__Passage to read__
>> Begin
My XL Sounded Really Bad through a PA Today, Thats a New Experience!

Anthony76

Inspired
Hey guys my xl sounded nasty today, it is dialed in for guitar cabs on stage, and also sending with sims to FOH and sounds good. Through todays Pa it sounded harsh, trebly and scratchy. PA was an average vocal pA, but stage size meant no cabs, powered yamaha mixer sending to two ymaha 15" tops. Could not pull a usable tone at all, which has never happened before, and feedback city on high gain patches. This isnt a rip on the xl, more if anyone else has had this happen and if there are any thoughts.

Cheers
Anthony
 
This has happened to me before. It was obvious that a shitty quality PA was the cause. Unlike your situation, we had amps on the stage and decided to run vocals only through the PA. There are some benefits to small venue gigs. However, in your case, I really feel for you man…that must have SUCKED!
>> End
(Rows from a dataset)
>> Begin
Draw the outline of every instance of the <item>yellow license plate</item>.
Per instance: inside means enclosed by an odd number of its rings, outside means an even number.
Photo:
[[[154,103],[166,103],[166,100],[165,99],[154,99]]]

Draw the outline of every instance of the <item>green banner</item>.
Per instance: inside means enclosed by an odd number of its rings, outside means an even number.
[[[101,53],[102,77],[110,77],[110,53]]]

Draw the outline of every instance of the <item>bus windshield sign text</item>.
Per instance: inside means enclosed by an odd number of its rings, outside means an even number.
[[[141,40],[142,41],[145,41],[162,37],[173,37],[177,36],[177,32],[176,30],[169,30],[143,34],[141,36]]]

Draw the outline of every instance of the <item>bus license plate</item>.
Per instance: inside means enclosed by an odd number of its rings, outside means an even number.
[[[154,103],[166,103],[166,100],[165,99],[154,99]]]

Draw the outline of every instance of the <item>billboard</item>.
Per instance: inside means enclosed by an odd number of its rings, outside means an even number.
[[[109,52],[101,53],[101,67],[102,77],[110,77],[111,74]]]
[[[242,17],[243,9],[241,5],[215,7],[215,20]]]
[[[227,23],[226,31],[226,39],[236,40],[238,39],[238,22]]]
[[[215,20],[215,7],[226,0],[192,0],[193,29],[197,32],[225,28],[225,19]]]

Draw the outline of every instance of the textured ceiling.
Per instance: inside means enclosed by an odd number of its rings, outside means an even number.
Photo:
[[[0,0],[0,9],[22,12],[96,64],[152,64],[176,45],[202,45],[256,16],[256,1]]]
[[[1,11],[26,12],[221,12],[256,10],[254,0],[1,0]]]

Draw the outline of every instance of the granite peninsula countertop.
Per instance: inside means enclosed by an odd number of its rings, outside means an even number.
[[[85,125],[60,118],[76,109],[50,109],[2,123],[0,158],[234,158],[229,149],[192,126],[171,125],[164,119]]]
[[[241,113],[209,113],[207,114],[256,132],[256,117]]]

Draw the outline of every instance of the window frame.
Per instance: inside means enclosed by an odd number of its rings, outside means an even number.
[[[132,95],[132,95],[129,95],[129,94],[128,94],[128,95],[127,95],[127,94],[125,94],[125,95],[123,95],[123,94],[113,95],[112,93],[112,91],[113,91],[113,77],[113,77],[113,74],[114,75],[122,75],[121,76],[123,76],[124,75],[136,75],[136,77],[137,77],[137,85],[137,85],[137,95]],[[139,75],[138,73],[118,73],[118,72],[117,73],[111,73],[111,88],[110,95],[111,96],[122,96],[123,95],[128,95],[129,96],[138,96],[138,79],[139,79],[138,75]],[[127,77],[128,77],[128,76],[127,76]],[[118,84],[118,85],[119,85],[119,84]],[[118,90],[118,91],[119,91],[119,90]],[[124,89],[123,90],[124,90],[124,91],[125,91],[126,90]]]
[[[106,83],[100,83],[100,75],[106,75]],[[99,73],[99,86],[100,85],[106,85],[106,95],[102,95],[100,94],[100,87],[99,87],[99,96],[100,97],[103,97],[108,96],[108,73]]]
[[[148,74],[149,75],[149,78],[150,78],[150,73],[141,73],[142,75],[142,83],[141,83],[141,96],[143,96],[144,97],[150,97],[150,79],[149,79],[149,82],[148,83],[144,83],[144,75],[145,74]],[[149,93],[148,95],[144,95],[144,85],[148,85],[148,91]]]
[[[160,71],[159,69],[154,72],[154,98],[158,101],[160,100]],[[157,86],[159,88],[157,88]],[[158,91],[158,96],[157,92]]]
>> End
__Instruction 1__
In the forum thread about the XL sounding bad through a PA, what equipment made up that day's PA?
__Instruction 2__
Do these statements agree with the forum thread about the XL sounding bad through a PA? (a) The stage was big enough for guitar cabs. (b) High gain patches had feedback trouble. (c) The replier's band sent everything through the PA at their gig.
__Instruction 3__
Carry the forum thread about the XL sounding bad through a PA forward from the last sentence of the reply.

__Written response 1__
A powered Yamaha mixer sending to two Yamaha 15" tops.

__Written response 2__
(a) No: "stage size meant no cabs"
(b) Yes: "feedback city on high gain patches"
(c) No: "decided to run vocals only through the PA"

__Written response 3__
Yeah exactly, the yamaha 15" was different, normally through 12's. These presets that I dialed in for FOH where done through JBL eon 12" powered speakers at home but at volume, straight in from the XL xlr outs no mixer. Presets still sounded fine through these and some others when I got home and tested, but awful through the "15 FOH. The FOH mixer was very basic a Yamaha box mixer emx512 or something from memory (its what ws there and has to be used), only has a channel level, teb, mid, bass, effect and monitor send with a useless 7-band graphic. Normally run through a DB tech system with dual 12's and subs with varying degrees of foldback, but I usually run cabs on stage given there is usually enough room/plenty. But now I've got this once a week gig through the small vocal pa, I could use just one 1x12 for on stage but will still need to run to the pa. Maybe I should bring home a similar system and dial in some presets just for that PA? Or add a PEQ at the emnd of the Cab sim line?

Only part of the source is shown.